**ASSIGNMENT**
Would you please set down the entries below exactly as shown?

===== DATA SUPPLIED =====

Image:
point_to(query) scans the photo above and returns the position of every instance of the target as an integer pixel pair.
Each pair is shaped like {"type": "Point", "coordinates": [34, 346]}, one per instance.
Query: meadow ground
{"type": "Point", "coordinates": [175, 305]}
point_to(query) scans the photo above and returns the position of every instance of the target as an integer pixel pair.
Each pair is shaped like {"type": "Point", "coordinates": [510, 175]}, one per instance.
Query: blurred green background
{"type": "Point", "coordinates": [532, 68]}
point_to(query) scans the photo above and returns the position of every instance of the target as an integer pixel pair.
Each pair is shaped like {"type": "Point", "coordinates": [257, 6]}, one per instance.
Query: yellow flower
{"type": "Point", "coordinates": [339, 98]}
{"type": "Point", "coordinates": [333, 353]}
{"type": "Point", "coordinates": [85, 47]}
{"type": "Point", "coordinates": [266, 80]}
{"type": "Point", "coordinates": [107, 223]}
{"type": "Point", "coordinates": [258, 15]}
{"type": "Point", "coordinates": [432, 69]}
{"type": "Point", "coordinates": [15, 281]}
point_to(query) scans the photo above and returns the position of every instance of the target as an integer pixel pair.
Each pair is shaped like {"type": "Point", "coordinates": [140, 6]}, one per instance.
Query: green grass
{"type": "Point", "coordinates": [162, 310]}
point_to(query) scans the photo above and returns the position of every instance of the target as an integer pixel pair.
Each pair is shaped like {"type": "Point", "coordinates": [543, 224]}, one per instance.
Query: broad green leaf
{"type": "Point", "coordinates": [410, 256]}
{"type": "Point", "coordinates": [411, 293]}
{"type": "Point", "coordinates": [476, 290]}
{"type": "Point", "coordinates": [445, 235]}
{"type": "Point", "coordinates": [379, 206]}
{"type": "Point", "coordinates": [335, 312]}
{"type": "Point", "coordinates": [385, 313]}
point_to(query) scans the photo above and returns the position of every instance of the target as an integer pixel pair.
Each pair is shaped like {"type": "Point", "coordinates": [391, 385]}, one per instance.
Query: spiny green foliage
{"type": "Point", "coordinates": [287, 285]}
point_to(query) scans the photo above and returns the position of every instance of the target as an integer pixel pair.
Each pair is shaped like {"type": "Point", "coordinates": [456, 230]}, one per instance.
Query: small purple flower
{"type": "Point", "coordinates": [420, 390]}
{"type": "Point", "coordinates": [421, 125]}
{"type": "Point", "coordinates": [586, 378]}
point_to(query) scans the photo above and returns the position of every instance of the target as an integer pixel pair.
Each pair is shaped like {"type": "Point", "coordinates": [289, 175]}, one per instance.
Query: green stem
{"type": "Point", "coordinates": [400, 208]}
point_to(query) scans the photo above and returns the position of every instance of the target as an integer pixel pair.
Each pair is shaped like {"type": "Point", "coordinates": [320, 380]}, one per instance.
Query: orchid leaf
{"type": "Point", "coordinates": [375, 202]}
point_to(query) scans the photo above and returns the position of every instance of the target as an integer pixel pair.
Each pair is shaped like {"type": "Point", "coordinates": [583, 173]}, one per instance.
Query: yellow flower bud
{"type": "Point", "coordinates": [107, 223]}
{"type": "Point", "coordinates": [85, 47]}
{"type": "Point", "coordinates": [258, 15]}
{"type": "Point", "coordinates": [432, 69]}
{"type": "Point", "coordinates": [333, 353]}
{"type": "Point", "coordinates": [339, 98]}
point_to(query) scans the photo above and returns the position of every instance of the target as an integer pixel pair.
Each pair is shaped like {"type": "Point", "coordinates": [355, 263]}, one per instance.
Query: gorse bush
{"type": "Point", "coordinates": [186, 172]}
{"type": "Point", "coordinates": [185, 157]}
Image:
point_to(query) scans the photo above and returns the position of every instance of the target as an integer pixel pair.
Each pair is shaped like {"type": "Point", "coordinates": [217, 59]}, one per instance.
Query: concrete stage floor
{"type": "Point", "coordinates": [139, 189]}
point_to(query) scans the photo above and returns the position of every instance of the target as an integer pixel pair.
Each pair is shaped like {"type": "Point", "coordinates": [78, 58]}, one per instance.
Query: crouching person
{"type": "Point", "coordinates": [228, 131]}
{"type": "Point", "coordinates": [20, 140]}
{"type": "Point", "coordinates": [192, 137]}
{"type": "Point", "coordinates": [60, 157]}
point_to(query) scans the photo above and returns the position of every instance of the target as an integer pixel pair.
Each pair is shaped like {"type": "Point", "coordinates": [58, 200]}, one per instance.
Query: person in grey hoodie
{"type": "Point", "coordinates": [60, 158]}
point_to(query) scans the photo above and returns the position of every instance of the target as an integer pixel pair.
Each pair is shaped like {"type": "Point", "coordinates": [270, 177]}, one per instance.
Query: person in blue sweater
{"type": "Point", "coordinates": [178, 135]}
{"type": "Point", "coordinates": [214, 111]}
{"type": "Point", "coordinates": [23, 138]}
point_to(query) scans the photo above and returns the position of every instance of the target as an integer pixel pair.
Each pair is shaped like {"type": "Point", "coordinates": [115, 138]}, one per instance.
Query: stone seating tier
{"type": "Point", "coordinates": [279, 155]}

=====

**TASK ANSWER**
Image:
point_to(query) scans the photo above and returns the position of every instance of the target as an integer pixel pair.
Each pair is shaped like {"type": "Point", "coordinates": [34, 346]}, one per instance.
Query: meadow ground
{"type": "Point", "coordinates": [175, 305]}
point_to(query) scans the photo above and returns the position of every instance of the target as an integer pixel pair.
Each pair is shaped like {"type": "Point", "coordinates": [510, 175]}, one per instance.
Query: blurred green background
{"type": "Point", "coordinates": [532, 68]}
point_to(query) scans the photo above and returns the position of every instance of the target as an integer pixel pair.
Each pair is shaped like {"type": "Point", "coordinates": [257, 6]}, one per instance.
Query: yellow flower
{"type": "Point", "coordinates": [339, 98]}
{"type": "Point", "coordinates": [333, 353]}
{"type": "Point", "coordinates": [85, 47]}
{"type": "Point", "coordinates": [266, 80]}
{"type": "Point", "coordinates": [107, 223]}
{"type": "Point", "coordinates": [258, 15]}
{"type": "Point", "coordinates": [432, 69]}
{"type": "Point", "coordinates": [15, 281]}
point_to(query) scans the photo above and returns the position of every instance of the target as an integer pixel pair.
Each pair is shaped like {"type": "Point", "coordinates": [140, 6]}, one per instance.
Query: green grass
{"type": "Point", "coordinates": [162, 310]}
point_to(query) scans the photo above and returns the position of every instance of the target as an integer pixel pair.
Each pair is shaped like {"type": "Point", "coordinates": [543, 224]}, one per instance.
Query: broad green leaf
{"type": "Point", "coordinates": [410, 256]}
{"type": "Point", "coordinates": [411, 293]}
{"type": "Point", "coordinates": [476, 290]}
{"type": "Point", "coordinates": [445, 235]}
{"type": "Point", "coordinates": [379, 206]}
{"type": "Point", "coordinates": [335, 312]}
{"type": "Point", "coordinates": [385, 313]}
point_to(query) scans the photo above and returns the position of every instance of the target as an integer pixel pair.
Each pair is shaped like {"type": "Point", "coordinates": [391, 385]}, one per instance.
Query: spiny green foliage
{"type": "Point", "coordinates": [287, 285]}
point_to(query) scans the photo above and returns the position of every instance of the target as an integer pixel pair.
Each pair is shaped like {"type": "Point", "coordinates": [456, 230]}, one per instance.
Query: small purple flower
{"type": "Point", "coordinates": [420, 390]}
{"type": "Point", "coordinates": [421, 125]}
{"type": "Point", "coordinates": [586, 378]}
point_to(query) scans the photo above and returns the position of every instance of the target as an integer pixel pair.
Each pair is shaped like {"type": "Point", "coordinates": [289, 175]}, one per instance.
Query: green stem
{"type": "Point", "coordinates": [400, 208]}
point_to(query) scans the photo above and returns the position of every instance of the target as an integer pixel pair.
Each pair is shaped like {"type": "Point", "coordinates": [320, 380]}, one per instance.
Query: orchid leaf
{"type": "Point", "coordinates": [375, 202]}
point_to(query) scans the photo above and returns the position of every instance of the target as an integer pixel pair.
Each pair is shaped like {"type": "Point", "coordinates": [583, 173]}, one per instance.
Query: yellow flower bud
{"type": "Point", "coordinates": [107, 223]}
{"type": "Point", "coordinates": [85, 47]}
{"type": "Point", "coordinates": [258, 15]}
{"type": "Point", "coordinates": [432, 69]}
{"type": "Point", "coordinates": [333, 353]}
{"type": "Point", "coordinates": [339, 98]}
point_to(query) scans the photo above and returns the position of every instance of the target as an integer pixel pair.
Each pair is shaped like {"type": "Point", "coordinates": [355, 263]}, one per instance.
Query: gorse bush
{"type": "Point", "coordinates": [186, 172]}
{"type": "Point", "coordinates": [185, 157]}
Image:
point_to(query) scans the photo above and returns the position of every instance of the target as an integer pixel pair.
Each pair is shaped like {"type": "Point", "coordinates": [217, 59]}, one per instance.
Query: concrete stage floor
{"type": "Point", "coordinates": [139, 189]}
point_to(query) scans the photo above and returns the position of every instance of the target as an integer pixel pair.
Each pair is shaped like {"type": "Point", "coordinates": [78, 58]}, one per instance.
Query: crouching person
{"type": "Point", "coordinates": [228, 131]}
{"type": "Point", "coordinates": [20, 140]}
{"type": "Point", "coordinates": [192, 137]}
{"type": "Point", "coordinates": [60, 157]}
point_to(query) scans the photo above and returns the position of every instance of the target as an integer pixel pair.
Each pair is shaped like {"type": "Point", "coordinates": [58, 200]}, one per instance.
Query: person in grey hoodie
{"type": "Point", "coordinates": [60, 158]}
point_to(query) scans the photo above and returns the position of every instance of the target as an integer pixel pair.
Each pair is shaped like {"type": "Point", "coordinates": [270, 177]}, one per instance.
Query: person in blue sweater
{"type": "Point", "coordinates": [178, 135]}
{"type": "Point", "coordinates": [214, 111]}
{"type": "Point", "coordinates": [23, 138]}
point_to(query) scans the photo above and returns the position of every instance of the target as an integer pixel pair.
Each pair is shaped like {"type": "Point", "coordinates": [115, 138]}, one per instance.
Query: stone seating tier
{"type": "Point", "coordinates": [279, 155]}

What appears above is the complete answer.